#### [Study questions]
1 – In the text about Databricks' Mosaic AI Model Serving, list the three words that describe the batch processing of LLMs it allows.
2 – Resume the text about Databricks' Mosaic AI Model Serving, picking up after its last sentence.

======== Text for analysis

Databricks, a leading data and AI company, has recently announced a new feature that aims to improve the efficiency of large language model (LLM) inference. This feature, called Mosaic AI Model Serving, allows for simple, fast, and scalable batch processing of LLMs, making it easier for organizations to deploy these models in production environments and analyze unstructured data.
The new model supports batch inference, which means that multiple requests can be processed simultaneously, rather than one at a time. According to Databricks, this enhances throughput and reduces latency, which is crucial for real-time applications. The feature is designed for ease of use, providing a straightforward interface for users to set up and manage LLM inference tasks without extensive coding.
One of the key benefits of Mosaic AI Model Serving is its ability to efficiently scale with demand. This means that organizations can dynamically adjust resources based on workload, ensuring optimal performance during peak times. The feature also integrates with the Databricks platform, using existing data lakes and collaborative notebooks to enhance model training and deployment workflows.

================
======== Provided data

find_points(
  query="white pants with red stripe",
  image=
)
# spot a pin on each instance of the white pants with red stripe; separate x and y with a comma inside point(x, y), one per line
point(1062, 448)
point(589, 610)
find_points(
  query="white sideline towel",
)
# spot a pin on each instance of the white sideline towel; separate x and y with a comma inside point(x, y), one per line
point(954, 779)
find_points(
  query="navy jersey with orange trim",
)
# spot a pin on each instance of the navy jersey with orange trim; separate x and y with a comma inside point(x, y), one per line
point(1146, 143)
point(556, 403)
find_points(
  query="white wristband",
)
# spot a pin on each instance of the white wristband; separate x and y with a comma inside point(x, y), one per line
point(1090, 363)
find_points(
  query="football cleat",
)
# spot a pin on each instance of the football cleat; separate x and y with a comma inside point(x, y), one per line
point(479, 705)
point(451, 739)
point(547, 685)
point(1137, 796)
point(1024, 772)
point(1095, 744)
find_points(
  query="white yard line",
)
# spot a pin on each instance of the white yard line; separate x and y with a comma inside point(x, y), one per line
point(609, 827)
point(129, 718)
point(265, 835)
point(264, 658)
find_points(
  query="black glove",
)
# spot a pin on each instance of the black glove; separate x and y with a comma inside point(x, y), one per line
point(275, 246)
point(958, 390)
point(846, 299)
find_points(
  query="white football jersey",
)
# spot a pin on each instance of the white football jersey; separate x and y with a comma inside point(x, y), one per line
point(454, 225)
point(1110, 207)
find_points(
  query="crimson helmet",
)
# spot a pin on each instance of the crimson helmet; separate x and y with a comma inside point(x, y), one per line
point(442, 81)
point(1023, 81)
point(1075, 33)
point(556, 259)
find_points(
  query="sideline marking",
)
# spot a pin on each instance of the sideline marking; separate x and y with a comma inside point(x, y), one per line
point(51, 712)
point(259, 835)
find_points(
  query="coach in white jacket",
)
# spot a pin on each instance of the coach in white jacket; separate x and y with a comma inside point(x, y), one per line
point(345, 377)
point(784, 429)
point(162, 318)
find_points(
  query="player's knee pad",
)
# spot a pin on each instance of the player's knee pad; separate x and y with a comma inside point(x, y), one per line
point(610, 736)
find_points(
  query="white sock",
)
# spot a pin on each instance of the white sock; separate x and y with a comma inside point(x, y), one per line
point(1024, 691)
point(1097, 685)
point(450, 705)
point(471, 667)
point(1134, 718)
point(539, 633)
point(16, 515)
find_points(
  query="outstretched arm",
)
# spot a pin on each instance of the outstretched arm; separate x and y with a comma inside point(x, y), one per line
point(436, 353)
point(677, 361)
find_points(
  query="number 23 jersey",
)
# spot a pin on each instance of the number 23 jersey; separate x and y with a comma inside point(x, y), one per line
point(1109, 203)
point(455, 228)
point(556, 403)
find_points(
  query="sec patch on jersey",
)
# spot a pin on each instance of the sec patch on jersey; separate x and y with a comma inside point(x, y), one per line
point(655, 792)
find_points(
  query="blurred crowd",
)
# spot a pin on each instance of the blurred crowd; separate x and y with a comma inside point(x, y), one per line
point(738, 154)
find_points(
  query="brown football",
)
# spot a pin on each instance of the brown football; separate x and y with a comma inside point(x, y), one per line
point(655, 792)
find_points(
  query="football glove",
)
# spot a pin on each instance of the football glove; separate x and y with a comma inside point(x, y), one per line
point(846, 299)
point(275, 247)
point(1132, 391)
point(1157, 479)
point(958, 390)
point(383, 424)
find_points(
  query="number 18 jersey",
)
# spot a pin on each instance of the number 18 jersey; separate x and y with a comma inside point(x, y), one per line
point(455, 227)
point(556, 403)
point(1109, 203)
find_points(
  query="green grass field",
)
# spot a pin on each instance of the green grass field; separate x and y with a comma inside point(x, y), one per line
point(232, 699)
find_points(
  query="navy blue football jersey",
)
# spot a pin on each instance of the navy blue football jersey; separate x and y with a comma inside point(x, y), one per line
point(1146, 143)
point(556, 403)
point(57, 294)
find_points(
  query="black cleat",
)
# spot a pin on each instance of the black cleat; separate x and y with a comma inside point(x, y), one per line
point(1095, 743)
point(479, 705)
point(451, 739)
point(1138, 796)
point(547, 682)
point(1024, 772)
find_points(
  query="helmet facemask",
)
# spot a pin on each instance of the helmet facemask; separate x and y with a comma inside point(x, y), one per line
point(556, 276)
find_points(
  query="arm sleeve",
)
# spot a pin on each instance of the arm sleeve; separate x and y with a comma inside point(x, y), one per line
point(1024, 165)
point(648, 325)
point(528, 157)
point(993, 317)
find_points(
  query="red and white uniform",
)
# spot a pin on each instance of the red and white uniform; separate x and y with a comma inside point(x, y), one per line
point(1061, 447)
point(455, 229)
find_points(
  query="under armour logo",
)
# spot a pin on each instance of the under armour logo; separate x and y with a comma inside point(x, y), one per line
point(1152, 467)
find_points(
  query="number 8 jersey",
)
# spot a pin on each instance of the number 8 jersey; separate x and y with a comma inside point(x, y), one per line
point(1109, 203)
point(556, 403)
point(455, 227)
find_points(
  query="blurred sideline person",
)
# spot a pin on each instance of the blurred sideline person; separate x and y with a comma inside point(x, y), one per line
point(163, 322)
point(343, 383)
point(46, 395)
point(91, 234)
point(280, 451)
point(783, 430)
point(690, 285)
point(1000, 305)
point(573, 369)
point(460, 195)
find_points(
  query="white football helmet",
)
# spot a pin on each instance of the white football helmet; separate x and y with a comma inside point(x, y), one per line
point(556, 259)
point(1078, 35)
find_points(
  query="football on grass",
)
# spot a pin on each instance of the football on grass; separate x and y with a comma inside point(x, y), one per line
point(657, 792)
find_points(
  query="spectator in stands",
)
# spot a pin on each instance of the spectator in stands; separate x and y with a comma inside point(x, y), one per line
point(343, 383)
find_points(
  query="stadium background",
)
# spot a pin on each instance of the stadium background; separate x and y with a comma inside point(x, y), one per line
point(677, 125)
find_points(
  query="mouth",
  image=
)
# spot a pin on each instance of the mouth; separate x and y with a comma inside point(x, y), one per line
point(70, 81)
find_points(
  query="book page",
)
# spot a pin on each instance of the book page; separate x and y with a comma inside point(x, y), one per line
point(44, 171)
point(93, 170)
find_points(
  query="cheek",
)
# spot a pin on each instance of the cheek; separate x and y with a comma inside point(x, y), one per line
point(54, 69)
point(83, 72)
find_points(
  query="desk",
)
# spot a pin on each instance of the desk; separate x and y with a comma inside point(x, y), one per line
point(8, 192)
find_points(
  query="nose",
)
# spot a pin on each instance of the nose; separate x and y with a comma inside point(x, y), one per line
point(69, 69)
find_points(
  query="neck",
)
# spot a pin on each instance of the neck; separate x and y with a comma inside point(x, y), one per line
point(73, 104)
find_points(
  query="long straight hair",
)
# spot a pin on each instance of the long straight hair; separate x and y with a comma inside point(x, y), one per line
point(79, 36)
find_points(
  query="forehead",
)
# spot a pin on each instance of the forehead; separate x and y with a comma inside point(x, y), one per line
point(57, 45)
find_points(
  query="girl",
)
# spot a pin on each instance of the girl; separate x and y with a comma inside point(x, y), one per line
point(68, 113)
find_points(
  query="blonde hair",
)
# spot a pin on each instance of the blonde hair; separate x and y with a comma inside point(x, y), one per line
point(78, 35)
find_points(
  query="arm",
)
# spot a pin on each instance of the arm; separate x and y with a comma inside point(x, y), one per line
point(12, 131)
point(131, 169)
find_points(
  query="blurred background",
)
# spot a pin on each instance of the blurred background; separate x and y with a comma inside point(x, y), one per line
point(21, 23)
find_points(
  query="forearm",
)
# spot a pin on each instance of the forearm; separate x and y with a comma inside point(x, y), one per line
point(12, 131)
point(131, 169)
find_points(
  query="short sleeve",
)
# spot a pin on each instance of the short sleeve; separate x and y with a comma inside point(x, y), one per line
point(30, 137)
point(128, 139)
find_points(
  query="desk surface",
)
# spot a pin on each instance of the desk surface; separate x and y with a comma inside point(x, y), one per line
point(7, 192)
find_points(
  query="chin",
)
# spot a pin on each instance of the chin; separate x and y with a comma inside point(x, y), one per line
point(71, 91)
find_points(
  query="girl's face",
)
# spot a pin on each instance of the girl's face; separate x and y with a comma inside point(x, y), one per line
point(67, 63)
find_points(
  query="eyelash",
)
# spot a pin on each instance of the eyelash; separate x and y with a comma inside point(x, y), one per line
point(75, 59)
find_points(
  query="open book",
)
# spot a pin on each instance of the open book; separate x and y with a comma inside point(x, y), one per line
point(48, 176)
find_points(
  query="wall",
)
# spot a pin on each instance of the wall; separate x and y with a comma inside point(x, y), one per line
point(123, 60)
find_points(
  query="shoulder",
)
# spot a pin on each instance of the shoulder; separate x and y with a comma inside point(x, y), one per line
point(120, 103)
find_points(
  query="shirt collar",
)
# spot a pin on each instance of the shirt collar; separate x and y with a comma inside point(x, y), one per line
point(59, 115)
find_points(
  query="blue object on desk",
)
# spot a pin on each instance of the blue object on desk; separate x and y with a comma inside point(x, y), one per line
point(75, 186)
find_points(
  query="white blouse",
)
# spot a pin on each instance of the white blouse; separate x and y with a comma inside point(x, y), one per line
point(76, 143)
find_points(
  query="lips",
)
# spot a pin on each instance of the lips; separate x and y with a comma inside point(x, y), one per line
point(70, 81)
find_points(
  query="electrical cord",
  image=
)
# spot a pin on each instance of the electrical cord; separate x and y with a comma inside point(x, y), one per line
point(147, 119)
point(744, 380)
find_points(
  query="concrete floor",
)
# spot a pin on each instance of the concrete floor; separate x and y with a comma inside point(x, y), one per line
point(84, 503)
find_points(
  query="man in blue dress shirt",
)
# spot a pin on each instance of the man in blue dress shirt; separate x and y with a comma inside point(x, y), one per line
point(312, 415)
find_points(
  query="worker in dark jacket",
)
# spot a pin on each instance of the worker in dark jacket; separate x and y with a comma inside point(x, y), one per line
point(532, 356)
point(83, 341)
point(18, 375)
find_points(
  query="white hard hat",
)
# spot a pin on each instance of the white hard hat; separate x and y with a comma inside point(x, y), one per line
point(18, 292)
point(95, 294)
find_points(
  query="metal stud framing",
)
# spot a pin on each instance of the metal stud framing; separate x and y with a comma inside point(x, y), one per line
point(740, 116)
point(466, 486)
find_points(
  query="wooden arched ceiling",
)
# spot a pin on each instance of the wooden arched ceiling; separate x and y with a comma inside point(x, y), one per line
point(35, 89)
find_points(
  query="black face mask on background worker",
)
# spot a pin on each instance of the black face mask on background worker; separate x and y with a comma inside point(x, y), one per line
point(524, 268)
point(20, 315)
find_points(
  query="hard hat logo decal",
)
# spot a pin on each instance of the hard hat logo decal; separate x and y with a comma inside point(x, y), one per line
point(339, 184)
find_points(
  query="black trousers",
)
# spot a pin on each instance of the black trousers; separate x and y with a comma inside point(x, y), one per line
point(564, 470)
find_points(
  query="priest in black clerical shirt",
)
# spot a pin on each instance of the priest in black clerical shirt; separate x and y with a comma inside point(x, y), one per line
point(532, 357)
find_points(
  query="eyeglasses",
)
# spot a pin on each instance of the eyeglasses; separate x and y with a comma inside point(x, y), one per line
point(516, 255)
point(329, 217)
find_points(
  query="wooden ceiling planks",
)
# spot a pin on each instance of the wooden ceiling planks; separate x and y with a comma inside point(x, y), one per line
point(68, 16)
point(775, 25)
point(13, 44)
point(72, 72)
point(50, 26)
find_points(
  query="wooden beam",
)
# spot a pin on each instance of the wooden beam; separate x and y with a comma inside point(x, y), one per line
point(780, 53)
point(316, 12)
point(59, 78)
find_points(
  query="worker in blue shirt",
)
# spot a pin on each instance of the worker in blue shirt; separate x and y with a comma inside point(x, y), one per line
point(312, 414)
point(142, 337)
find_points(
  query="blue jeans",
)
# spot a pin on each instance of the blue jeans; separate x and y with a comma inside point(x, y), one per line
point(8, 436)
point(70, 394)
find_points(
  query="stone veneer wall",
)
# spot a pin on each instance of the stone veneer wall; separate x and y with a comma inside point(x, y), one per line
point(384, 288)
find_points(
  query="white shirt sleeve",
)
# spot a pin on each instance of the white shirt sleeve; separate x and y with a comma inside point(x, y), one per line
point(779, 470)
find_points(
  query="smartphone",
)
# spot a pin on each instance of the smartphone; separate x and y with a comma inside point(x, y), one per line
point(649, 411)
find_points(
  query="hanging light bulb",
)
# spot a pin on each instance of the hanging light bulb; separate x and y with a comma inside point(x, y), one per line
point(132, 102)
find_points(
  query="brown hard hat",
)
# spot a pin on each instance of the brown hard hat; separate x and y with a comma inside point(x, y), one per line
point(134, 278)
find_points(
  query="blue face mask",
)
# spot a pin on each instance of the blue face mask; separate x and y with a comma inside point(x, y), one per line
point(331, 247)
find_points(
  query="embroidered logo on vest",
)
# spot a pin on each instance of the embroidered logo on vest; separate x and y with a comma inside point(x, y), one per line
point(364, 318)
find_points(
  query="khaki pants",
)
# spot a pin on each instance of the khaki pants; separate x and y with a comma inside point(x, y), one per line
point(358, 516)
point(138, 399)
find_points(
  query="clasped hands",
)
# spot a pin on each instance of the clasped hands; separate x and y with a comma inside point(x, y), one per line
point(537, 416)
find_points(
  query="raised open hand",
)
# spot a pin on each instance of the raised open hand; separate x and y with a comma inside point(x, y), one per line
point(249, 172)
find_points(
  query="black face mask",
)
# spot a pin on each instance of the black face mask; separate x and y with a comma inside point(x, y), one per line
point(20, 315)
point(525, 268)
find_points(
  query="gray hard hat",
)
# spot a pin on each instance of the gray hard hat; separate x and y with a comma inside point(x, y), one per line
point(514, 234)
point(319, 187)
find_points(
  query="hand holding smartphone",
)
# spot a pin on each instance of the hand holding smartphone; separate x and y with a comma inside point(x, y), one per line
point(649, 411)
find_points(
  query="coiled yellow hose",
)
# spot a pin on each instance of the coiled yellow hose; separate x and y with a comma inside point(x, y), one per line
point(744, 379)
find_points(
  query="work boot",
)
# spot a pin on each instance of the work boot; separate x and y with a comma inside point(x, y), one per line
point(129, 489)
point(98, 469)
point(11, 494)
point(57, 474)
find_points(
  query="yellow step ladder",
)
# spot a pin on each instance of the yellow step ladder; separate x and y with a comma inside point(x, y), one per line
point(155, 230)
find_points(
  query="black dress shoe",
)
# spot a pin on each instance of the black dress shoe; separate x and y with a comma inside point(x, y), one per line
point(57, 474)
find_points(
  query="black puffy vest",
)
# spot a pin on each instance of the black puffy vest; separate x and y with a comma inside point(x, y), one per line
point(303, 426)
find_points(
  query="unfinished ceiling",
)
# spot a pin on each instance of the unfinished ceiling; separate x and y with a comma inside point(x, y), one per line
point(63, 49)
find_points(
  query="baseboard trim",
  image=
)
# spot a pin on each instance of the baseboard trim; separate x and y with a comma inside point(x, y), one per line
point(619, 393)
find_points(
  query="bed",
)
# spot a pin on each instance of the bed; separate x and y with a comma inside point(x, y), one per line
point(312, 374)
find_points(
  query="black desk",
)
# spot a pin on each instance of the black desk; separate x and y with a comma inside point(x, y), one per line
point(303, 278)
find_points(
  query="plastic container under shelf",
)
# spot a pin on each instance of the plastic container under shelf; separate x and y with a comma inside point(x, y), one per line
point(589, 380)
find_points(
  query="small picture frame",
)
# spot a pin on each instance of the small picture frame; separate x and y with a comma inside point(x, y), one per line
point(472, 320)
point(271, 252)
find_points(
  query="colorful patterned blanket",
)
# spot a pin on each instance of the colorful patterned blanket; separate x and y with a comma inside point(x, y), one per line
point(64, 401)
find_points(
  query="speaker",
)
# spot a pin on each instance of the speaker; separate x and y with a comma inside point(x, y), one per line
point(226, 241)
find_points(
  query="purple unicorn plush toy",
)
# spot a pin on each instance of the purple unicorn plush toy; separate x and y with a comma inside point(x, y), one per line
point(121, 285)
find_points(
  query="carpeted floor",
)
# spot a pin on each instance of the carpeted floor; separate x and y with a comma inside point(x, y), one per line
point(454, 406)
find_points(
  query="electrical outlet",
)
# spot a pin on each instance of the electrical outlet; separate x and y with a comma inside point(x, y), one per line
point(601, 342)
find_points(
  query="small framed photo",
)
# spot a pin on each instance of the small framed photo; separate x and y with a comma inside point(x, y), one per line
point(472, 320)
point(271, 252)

================

#### [Responses by item number]
1 – simple, fast, scalable

2 –
In a recent blog post, Databricks stated, “No more exporting data as CSV files to unmanaged locations—now you can run batch inference directly within your workflows, with full governance through Unity Catalog.” This development solidifies Databricks’ position as a leader in the LLM space, addressing the growing demand for efficient AI solutions across industries.
In addition to this new feature, Databricks has also recently announced a partnership with Amazon Web Services (AWS). The five-year deal focuses on using Amazon’s Trainium AI chips, which could significantly reduce costs for businesses looking to build their GenAI apps. Databricks also acquired AI startup MosaicML last year in a $1.3 billion deal, further expanding its services to democratize AI and establish its Lakehouse as the top platform for GenAI and LLMs.
Databricks has raised $37 million and offers technology up to 15 times cheaper than its competitors. The company serves clients like AI2, Replit, and Hippocratic AI and claims that its MPT-30B LLM, a 30-billion parameter model, is of superior quality and more cost-effective for local deployment than GPT-3. With the introduction of Mosaic AI Model Serving, Databricks is solidifying its position as a leader in the AI space and addressing the growing demand for efficient AI solutions.